- WHAT THIS TASK INVOLVES
If pictures are present, leave them out, and copy the data word for word.
*** RECORDS SUPPLIED
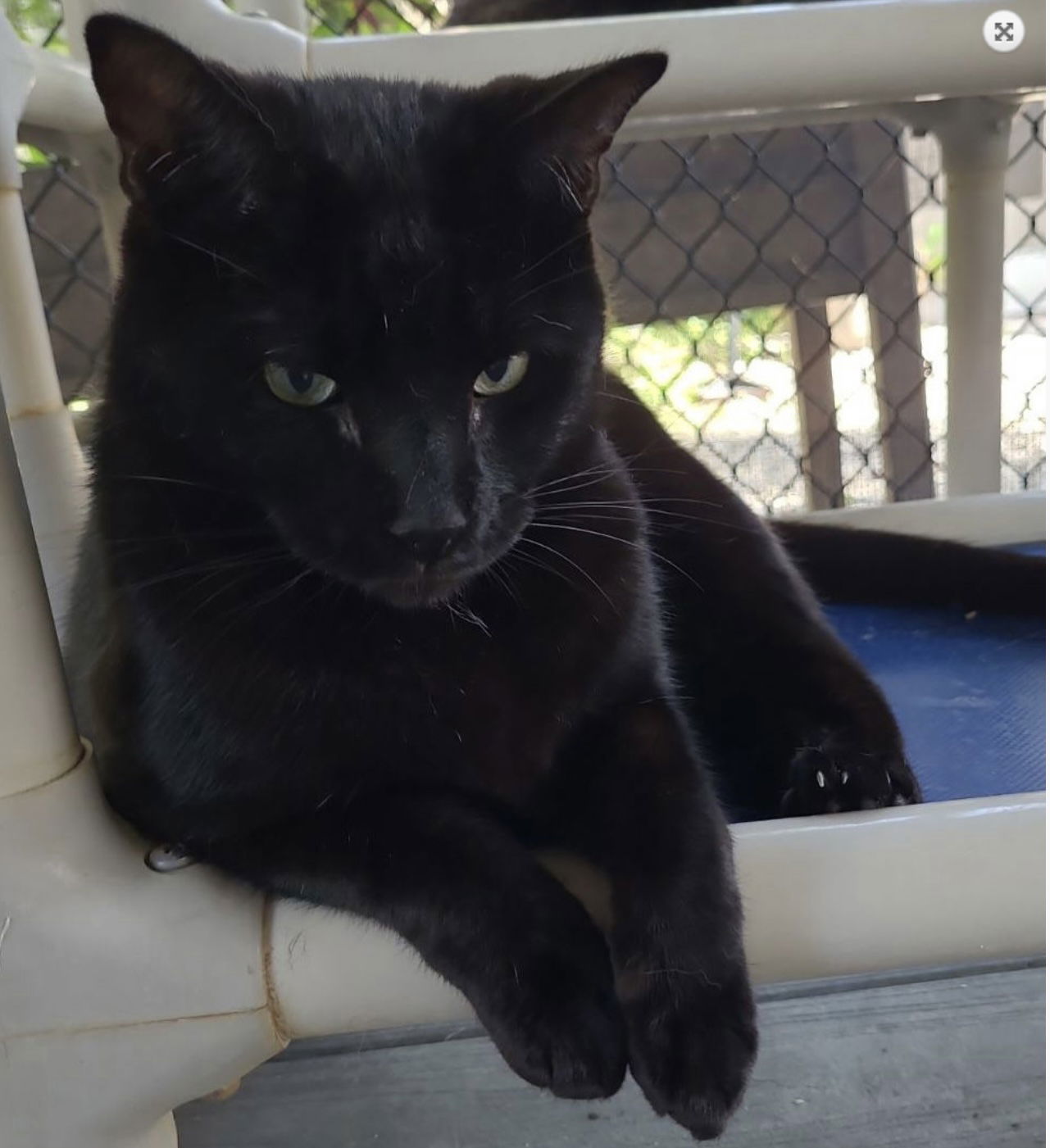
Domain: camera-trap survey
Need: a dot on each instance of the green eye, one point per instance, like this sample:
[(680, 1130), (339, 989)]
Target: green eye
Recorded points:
[(302, 388), (502, 375)]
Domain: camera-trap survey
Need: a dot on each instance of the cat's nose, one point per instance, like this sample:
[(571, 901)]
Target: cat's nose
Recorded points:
[(431, 535)]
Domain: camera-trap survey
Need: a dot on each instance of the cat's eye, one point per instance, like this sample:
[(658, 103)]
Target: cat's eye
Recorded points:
[(302, 388), (502, 375)]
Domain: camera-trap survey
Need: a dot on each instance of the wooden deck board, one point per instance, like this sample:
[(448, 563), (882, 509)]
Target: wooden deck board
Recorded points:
[(953, 1062)]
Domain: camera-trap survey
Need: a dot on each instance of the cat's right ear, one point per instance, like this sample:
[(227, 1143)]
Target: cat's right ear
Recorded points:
[(157, 93)]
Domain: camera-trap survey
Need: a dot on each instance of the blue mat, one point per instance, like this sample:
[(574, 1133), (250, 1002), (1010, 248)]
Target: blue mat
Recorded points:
[(969, 693)]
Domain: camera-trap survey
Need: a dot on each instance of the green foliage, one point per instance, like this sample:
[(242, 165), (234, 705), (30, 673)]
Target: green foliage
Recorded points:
[(38, 22), (684, 355), (370, 17)]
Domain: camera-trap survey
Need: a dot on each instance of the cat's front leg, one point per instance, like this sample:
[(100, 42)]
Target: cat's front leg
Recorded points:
[(633, 799), (478, 908)]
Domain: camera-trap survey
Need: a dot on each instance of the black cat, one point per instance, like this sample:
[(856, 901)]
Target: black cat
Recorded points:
[(368, 607)]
******
- REPLY
Domain: camera-trap survey
Need: a dot on each instance of the green eye, one point per instance, like this sample:
[(680, 1130), (339, 989)]
Target: green eye
Recorded points:
[(302, 388), (502, 375)]
Domain: camera-trap survey
Need: a dot on each instance of the cat's nose, one point per instance, like this sample:
[(571, 901)]
Target: cat's nose
Recorded points:
[(431, 535)]
Domain: camera-trap survey
Need: a dot on each instance of the cat's eye, one point per instance, like this sample:
[(658, 103)]
Target: cat's eye
Recorded points:
[(302, 388), (502, 375)]
Domain: camera-trap survey
Need: a dot on each instance of the wooden deck board, one point per instance, like this sample:
[(448, 563), (882, 509)]
Target: wooden deck board
Recorded points:
[(953, 1062)]
Domain: camera-trap survey
Need: a dot on each instance of the cat's right ear, one point per instance, like this sample:
[(227, 1143)]
Target: cat's right ear
Recorded points:
[(157, 93)]
Domain: camera-trap survey
Need: a dot on each instance of the blue mat, one point per instance, like this sample:
[(574, 1133), (250, 1002), (1010, 248)]
Target: blue mat
Recorded points:
[(969, 693)]
Domain: camera-trap survey
Need: a dot on each instance of the green foliage, one point per instance, like this sample:
[(242, 165), (234, 705), (30, 673)]
Target: green foliage
Recorded points:
[(38, 22), (684, 355), (370, 17)]
Domain: camera-trap survey
Need: a dot on each instance of the cat's front leg, one point per instance, like this sample:
[(100, 42)]
Target: cat's front leg
Recorded points:
[(633, 799), (478, 908)]
Domain: camera-trap survey
Need: a dot on each instance of the black cat, one point per instance, like this sample:
[(856, 901)]
Target: black cat
Recorded points:
[(368, 607)]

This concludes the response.